• WHAT THE TASK REQUIRES: Show each line of the entries below that contains the string "overcast". Matching is case-sensitive.

• INPUT DATA:
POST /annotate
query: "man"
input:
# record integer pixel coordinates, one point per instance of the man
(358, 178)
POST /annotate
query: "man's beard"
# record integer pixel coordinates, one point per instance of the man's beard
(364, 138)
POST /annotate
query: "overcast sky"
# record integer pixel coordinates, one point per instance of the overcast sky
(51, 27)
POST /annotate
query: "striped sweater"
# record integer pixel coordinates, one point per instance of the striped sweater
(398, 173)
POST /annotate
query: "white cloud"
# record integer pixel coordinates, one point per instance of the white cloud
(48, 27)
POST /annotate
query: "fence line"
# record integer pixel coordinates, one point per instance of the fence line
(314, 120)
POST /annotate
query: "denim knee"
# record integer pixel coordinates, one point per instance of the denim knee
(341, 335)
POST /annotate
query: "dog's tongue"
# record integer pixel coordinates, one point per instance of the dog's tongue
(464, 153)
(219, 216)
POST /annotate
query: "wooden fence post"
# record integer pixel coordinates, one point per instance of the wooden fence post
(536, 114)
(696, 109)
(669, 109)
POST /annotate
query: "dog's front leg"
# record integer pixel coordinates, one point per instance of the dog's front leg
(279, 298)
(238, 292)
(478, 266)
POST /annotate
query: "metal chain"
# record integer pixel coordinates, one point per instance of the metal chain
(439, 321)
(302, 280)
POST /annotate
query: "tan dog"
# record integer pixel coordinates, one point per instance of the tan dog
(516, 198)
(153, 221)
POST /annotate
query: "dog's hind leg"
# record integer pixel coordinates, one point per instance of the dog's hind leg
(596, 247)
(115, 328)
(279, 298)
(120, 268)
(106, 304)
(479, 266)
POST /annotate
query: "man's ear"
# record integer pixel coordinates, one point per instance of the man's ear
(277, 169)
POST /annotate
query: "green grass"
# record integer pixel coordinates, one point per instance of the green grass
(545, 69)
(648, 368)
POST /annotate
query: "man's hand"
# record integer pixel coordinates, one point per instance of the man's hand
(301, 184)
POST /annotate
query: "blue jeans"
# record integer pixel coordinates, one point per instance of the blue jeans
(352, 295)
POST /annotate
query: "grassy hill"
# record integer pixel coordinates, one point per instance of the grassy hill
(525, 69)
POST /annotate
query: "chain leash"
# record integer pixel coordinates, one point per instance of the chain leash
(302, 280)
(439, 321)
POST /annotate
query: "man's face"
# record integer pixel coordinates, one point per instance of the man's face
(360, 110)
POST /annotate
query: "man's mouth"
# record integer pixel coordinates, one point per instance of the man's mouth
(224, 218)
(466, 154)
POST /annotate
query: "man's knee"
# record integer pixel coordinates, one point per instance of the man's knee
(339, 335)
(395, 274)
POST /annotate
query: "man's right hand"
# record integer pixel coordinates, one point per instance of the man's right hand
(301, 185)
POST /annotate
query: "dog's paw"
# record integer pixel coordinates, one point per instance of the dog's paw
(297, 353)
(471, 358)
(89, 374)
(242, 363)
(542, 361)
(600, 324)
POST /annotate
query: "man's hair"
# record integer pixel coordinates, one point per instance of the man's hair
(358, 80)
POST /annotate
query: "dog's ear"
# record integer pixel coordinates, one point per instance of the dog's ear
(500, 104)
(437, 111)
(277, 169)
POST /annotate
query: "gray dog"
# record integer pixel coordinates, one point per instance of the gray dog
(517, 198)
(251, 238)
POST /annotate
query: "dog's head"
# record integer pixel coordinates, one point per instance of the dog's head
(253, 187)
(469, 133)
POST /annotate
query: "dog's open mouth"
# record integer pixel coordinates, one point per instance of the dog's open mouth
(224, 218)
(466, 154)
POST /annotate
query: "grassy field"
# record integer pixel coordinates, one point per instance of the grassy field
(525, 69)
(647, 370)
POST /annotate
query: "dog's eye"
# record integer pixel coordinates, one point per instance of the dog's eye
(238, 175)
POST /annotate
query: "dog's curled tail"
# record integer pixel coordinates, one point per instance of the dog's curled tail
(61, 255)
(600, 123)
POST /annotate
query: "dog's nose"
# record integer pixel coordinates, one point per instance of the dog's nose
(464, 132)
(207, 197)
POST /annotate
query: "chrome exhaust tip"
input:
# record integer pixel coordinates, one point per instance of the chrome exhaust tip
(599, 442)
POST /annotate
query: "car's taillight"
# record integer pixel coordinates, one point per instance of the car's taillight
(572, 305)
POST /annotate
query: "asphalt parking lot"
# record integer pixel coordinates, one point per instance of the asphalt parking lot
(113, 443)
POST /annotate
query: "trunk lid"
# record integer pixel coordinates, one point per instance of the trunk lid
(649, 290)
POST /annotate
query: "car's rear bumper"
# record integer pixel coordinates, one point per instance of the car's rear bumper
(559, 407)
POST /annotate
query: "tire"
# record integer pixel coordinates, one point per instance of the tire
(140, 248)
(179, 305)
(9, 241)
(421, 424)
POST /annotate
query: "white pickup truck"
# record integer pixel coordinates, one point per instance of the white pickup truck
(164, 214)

• FULL SOLUTION:
query: "overcast sky"
# record integer pixel coordinates, one point per instance of the overcast sky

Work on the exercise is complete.